• Fragmento del documento:
╔══
Madre Coraje, para quien no la haya leído o visto, es Anna Fierling, una mujer que arrastra una carreta llena de mercancías por los campos de batalla de la Guerra de los Treinta Años. Vende lo que puede a soldados de ambos bandos, siempre con un ojo puesto en su negocio y el otro en sus tres hijos, intentando mantenerlos vivos en medio del caos. Lo terrible es que esa misma guerra que le da sustento es la que, poco a poco, se los arrebata. No hay tragedia más grande que ver a una madre perder a sus hijos, uno por uno, mientras sigue negociando para no morirse de hambre.
Como guionista, lo fascinante de este personaje es que Brecht no lo construyó para que el público la amara sin fisuras. Al contrario: Anna Fierling es contradictoria, obstinada, a veces egoísta. Puede ser cálida y cruel en la misma frase. Esa ambigüedad es lo que lo convierte en un arquetipo universal, aplicable a cualquier contexto histórico y a cualquier pantalla.
El teatro épico brechtiano, que tanto ha inspirado a guionistas de cine y televisión, no busca que el espectador se pierda en la ilusión, sino que piense, que se distancie lo suficiente para analizar lo que ve. Y aquí la pregunta que subyace es brutal: ¿hasta dónde puede llegar una madre para proteger a sus hijos? Brecht no ofrece consuelo ni moraleja fácil. Nos muestra que en contextos extremos, la maternidad deja de ser ese espacio sagrado idealizado y se convierte en una trinchera ética.
╚══
[Entradas guardadas]
╔══
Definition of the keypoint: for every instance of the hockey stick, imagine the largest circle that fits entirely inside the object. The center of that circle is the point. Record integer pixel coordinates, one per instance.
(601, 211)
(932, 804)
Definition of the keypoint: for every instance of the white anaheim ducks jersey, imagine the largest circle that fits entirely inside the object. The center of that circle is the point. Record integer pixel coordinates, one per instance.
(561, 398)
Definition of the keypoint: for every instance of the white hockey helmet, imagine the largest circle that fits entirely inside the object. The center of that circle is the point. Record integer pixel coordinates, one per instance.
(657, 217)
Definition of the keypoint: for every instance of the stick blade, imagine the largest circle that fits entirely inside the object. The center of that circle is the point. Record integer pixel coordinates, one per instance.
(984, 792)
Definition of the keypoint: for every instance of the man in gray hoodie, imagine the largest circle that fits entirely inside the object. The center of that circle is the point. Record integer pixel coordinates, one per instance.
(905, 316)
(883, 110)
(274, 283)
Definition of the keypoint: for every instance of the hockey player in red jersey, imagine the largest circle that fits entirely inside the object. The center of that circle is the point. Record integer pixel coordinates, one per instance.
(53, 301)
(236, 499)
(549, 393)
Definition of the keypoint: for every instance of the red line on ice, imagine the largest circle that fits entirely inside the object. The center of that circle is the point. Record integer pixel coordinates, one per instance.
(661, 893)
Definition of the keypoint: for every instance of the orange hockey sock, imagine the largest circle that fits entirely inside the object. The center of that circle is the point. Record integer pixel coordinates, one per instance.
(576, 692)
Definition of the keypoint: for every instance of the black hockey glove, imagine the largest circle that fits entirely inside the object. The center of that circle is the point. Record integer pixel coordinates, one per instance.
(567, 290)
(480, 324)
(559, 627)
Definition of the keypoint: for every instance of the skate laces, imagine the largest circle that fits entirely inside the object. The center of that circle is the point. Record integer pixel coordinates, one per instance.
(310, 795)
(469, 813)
╚══
Continúa el texto sobre Madre Coraje a partir de su última oración. Los datos proceden de una fuente distinta.

En el guion cinematográfico, este arquetipo ha aparecido disfrazado de mil maneras. Pienso en La Ciociara (1960, guion de Cesare Zavattini y Vittorio De Sica, basado en la novela de Alberto Moravia), donde Sophia Loren encarna a una madre que intenta salvar a su hija en la Segunda Guerra Mundial, solo para encontrarse con una violencia que el público de la época no estaba preparado para ver en pantalla. Recuerdo también cuando vi Roma città aperta (1945, guion de Sergio Amidei y Federico Fellini, a partir de una historia de Amidei, Fellini y Roberto Rossellini), en una copia gastada y con subtítulos torcidos: Anna Magnani, como madre y símbolo de resistencia, cayendo abatida por la represión nazi. Esa escena, cruda y sin música, me dejó la garganta cerrada por horas.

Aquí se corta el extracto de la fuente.